**ZU ERLEDIGEN**
A) Gib aus dem Interview den Abschnitt von „Du hast Judaistik“ bis „Leben zu erhalten?“ wortgetreu zurück.
B) Übersetze diesen Satz aus dem Interview ins Englische: „Judaistik ist die Lehre des Judentums, es umfasst die historische Lehre, die Theologie und Hebräisch als Sprache.“

**ANGEZEIGTER TEXT**
Ausgequetscht Aaron Knappstein

vvg - 31.01.2024 - 17:00 Uhr

ist Mitbegründer und derzeitiger Präsident des jüdischen Karnevalsvereins „Kölsche Kippa Köpp vun 2017 e.V.“

 

Aaron - was bedeutet dein Vorname?

Die direkte Bedeutung ist „Stab“ oder „Speer“ auch in der Deutung von „Wächter“. Aaron war der Bruder von Moses, da taucht der Name erstmals überliefert auf.

 

Du hast Judaistik studiert – was ist das?

Ich habe Judaistik, Politikwissenschaften und Geschichte studiert. Judaistik ist die Lehre des Judentums, es umfasst die historische Lehre, die Theologie und Hebräisch als Sprache. Es kam aus innerstem Interesse, da ich nicht sehr jüdisch aufgewachsen bin. So konnte ich mich meinen Wurzeln nähern, meinen Ursprüngen folgen. Das wäre an einem Ort mit großer jüdischen Bevölkerung sicher anders, wo man Judentum aus erster Hand erfährt, aber in einer deutschen Großstadt mit wenigen Juden, ist dies eher schwierig.

 

Mitte des letzten Jahrhunderts wurden Juden verachtet und denunziert. Diese Gräueltaten kleben an unserer Geschichte. Warum ist es dir wichtig, die Erinnerung an den Holocaust am Leben zu erhalten?

[Einträge des Zeige-Datensatzes]

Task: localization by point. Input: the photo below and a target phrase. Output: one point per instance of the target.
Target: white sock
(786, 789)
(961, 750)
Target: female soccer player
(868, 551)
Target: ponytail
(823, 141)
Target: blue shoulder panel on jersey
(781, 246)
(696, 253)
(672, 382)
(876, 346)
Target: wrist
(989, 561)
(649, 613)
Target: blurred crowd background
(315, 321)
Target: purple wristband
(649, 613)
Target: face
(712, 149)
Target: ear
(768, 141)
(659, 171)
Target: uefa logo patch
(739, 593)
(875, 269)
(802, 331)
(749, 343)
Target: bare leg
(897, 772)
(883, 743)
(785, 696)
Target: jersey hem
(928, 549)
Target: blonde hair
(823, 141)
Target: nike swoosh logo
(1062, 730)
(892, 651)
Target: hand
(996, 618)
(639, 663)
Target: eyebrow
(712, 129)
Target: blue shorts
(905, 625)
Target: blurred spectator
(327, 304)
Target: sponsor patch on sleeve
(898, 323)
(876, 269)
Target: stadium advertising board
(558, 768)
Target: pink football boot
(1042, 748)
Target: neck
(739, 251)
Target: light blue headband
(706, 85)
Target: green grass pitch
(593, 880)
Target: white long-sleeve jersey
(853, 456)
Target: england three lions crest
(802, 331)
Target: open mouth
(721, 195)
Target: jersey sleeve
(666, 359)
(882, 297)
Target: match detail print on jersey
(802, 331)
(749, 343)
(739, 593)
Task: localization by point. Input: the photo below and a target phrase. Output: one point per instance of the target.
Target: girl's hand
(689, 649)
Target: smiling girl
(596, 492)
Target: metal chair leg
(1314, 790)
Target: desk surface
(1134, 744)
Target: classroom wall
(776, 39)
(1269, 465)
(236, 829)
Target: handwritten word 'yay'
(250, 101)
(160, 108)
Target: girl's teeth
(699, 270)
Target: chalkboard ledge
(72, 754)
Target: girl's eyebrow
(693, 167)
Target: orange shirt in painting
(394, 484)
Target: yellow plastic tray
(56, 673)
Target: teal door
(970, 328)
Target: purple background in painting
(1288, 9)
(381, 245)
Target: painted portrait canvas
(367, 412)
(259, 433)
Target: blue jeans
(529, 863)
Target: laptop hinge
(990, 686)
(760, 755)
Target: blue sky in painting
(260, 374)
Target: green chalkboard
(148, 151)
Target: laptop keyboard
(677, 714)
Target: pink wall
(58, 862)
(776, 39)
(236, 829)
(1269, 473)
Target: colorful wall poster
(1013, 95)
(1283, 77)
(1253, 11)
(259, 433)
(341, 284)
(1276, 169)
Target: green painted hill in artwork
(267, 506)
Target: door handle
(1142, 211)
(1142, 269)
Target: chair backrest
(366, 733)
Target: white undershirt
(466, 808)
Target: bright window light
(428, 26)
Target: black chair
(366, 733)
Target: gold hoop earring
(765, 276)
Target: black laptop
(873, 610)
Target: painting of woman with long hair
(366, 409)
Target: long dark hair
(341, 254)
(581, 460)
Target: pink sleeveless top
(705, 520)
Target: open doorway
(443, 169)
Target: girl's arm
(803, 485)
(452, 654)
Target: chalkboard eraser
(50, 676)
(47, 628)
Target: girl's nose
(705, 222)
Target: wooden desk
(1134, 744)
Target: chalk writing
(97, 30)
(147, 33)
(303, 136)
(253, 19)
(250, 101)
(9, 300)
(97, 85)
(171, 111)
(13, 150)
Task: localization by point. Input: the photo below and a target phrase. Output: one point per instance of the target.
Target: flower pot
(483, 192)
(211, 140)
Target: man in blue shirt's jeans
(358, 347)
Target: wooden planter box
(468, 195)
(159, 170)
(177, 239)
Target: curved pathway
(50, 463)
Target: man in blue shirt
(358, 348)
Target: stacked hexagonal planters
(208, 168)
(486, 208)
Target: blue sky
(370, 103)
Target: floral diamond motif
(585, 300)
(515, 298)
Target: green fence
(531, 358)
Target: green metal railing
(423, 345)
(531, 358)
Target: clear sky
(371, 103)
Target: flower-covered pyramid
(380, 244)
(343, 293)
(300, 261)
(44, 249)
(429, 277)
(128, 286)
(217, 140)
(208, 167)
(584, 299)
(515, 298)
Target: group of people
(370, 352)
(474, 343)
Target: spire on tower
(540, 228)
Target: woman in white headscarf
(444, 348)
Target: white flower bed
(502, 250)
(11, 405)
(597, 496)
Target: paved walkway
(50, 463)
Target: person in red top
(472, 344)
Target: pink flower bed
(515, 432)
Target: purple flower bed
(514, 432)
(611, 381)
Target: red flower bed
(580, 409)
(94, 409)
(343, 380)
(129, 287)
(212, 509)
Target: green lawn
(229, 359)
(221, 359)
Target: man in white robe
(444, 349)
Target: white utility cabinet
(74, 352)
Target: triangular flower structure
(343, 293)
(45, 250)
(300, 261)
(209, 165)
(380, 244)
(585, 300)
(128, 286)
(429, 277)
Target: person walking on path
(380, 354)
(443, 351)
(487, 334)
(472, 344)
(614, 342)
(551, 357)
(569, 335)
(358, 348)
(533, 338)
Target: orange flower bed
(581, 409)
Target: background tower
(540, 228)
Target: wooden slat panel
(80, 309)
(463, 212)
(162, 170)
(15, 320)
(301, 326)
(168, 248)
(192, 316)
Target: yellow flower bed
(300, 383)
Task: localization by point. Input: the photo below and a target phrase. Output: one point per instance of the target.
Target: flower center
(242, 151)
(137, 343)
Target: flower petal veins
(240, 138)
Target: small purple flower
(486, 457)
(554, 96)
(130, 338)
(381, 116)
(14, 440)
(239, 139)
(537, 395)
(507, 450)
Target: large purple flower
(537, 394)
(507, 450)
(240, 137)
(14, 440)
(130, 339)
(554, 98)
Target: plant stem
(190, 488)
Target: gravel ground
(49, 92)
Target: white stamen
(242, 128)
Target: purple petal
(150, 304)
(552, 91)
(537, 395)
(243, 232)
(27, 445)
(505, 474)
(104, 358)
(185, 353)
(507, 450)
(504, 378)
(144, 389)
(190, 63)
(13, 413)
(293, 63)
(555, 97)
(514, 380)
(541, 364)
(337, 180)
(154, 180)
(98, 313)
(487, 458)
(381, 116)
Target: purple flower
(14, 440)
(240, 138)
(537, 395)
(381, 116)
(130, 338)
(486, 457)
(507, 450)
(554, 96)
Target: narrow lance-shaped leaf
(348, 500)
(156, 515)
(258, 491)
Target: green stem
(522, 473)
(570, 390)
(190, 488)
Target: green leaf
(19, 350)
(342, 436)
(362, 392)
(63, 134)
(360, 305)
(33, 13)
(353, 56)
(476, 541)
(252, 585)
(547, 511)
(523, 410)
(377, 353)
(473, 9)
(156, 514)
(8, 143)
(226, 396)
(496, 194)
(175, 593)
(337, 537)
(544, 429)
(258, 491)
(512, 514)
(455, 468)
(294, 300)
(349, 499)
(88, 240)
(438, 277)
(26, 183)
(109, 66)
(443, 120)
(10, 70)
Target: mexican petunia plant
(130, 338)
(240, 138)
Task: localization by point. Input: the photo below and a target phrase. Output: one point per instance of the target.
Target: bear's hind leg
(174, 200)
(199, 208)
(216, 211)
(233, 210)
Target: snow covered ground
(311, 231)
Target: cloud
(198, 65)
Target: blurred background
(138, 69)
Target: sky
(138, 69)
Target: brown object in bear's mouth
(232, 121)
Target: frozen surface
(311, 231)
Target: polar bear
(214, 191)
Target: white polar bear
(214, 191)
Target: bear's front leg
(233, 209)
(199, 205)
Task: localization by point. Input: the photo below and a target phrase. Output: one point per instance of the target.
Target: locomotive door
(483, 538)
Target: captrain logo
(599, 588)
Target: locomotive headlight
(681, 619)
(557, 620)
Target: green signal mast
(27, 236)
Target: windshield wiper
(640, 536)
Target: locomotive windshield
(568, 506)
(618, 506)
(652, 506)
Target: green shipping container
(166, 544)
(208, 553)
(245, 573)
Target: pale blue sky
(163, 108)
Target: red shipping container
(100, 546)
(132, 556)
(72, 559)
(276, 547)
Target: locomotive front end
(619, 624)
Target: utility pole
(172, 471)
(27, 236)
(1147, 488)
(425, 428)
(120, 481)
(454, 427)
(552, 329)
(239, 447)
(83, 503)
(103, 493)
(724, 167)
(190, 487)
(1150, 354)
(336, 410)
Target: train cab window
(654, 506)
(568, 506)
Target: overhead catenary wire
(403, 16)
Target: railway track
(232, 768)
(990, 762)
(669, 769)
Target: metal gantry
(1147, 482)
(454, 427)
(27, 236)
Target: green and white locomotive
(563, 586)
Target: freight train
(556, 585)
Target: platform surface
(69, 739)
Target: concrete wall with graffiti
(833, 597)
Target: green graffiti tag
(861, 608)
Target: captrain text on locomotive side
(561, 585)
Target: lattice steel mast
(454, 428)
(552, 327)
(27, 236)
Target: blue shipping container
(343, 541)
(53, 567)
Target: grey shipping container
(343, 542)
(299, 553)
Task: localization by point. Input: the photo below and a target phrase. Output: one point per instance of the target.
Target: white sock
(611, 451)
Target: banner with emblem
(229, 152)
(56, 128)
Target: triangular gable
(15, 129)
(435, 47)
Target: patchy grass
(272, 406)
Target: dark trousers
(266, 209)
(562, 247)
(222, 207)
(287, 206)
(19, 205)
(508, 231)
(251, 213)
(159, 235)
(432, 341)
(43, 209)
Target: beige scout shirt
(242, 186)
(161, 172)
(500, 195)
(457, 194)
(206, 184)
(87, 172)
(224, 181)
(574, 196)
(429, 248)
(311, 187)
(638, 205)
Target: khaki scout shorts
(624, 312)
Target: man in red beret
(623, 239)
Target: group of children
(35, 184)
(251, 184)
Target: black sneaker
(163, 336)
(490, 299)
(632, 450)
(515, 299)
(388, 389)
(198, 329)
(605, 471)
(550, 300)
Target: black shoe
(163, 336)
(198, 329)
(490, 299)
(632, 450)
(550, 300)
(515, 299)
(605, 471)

**LÖSUNGEN**
A)
Du hast Judaistik studiert – was ist das?

Ich habe Judaistik, Politikwissenschaften und Geschichte studiert. Judaistik ist die Lehre des Judentums, es umfasst die historische Lehre, die Theologie und Hebräisch als Sprache. Es kam aus innerstem Interesse, da ich nicht sehr jüdisch aufgewachsen bin. So konnte ich mich meinen Wurzeln nähern, meinen Ursprüngen folgen. Das wäre an einem Ort mit großer jüdischen Bevölkerung sicher anders, wo man Judentum aus erster Hand erfährt, aber in einer deutschen Großstadt mit wenigen Juden, ist dies eher schwierig.

 

Mitte des letzten Jahrhunderts wurden Juden verachtet und denunziert. Diese Gräueltaten kleben an unserer Geschichte. Warum ist es dir wichtig, die Erinnerung an den Holocaust am Leben zu erhalten?

B) Jewish studies is the study of Judaism; it covers historical study, theology, and Hebrew as a language.